CHALLENGE -> Could you copy out everything from the start of the entries down to the line containing "[0,0,768,696]", with both ends included?

INPUT FOR THIS TASK ->
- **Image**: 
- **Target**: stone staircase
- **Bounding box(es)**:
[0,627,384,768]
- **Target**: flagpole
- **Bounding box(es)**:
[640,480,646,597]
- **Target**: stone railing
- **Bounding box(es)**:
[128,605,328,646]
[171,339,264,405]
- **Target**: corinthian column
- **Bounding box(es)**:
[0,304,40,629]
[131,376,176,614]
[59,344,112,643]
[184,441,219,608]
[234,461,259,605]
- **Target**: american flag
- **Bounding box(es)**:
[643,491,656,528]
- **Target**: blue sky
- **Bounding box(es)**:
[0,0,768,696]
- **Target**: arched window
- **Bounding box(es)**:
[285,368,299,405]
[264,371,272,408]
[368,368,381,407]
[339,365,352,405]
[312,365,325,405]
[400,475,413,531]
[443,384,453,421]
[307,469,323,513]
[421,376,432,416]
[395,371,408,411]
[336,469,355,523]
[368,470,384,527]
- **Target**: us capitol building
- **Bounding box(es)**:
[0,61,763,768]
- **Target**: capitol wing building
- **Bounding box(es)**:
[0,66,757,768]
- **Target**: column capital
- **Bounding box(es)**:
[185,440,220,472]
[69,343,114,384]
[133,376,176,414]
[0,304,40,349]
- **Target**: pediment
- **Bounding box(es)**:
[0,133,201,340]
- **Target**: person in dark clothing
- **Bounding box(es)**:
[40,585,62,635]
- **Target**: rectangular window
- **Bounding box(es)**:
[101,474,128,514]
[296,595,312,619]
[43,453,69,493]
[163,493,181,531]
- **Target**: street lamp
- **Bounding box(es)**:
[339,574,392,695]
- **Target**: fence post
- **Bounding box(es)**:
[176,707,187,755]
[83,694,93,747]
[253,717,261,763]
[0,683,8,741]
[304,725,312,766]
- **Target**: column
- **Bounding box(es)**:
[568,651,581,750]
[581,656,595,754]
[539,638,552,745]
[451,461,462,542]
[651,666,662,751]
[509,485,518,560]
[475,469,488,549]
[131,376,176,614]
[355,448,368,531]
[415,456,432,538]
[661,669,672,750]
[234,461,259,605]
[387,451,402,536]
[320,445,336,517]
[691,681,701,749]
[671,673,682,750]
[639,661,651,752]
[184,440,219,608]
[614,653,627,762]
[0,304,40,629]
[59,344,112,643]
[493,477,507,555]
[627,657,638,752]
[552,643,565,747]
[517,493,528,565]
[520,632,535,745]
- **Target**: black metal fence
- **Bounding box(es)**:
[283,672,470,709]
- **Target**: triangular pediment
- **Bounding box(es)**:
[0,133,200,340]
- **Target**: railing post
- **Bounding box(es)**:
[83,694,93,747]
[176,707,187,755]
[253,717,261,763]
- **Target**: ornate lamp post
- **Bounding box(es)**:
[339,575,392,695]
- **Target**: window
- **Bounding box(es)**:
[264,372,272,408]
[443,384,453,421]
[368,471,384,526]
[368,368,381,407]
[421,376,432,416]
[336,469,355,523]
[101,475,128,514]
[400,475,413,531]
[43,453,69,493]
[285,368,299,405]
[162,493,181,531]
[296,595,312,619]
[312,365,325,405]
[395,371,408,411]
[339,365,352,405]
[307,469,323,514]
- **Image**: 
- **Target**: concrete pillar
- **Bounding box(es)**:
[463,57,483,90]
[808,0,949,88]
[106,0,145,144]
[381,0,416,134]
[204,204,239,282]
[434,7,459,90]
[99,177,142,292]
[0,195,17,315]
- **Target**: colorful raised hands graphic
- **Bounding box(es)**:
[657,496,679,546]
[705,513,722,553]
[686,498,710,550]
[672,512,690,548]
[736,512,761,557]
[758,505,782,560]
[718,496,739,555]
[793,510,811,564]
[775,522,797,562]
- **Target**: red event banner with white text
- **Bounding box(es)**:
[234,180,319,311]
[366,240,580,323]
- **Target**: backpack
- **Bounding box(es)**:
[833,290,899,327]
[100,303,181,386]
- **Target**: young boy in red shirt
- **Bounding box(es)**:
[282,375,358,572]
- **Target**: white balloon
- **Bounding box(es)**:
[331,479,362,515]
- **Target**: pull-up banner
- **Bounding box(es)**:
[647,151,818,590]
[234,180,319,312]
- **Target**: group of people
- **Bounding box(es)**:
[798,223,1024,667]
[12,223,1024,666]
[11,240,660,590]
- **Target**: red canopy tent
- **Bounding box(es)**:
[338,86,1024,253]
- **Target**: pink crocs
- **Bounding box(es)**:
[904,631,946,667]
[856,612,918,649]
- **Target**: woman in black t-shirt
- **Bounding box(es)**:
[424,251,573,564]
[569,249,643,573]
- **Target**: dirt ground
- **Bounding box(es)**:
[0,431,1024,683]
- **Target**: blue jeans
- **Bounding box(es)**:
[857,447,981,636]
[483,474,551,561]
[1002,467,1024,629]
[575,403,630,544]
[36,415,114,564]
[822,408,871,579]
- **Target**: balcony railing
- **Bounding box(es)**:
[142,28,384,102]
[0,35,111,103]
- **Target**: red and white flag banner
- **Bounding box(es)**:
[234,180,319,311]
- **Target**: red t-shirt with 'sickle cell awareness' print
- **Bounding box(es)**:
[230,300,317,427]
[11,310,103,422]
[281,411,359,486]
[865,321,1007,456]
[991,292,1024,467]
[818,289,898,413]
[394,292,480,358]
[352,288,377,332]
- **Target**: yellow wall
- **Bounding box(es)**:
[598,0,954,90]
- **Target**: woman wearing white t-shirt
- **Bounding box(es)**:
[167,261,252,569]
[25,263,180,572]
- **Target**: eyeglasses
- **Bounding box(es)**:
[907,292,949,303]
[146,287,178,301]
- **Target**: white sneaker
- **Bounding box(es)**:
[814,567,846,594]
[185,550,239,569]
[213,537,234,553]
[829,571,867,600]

RESPONSE TO THE TASK ->
- **Image**: 
- **Target**: stone staircase
- **Bounding box(es)**:
[0,627,384,768]
- **Target**: flagpole
- **Bounding box(es)**:
[640,480,646,597]
- **Target**: stone railing
- **Bounding box(es)**:
[128,605,328,646]
[171,339,264,405]
- **Target**: corinthian column
- **Bounding box(es)**:
[0,304,40,629]
[131,376,176,614]
[59,344,112,643]
[184,441,219,608]
[234,461,259,605]
- **Target**: american flag
- **Bounding box(es)**:
[643,491,656,528]
- **Target**: blue sky
- **Bounding box(es)**:
[0,0,768,696]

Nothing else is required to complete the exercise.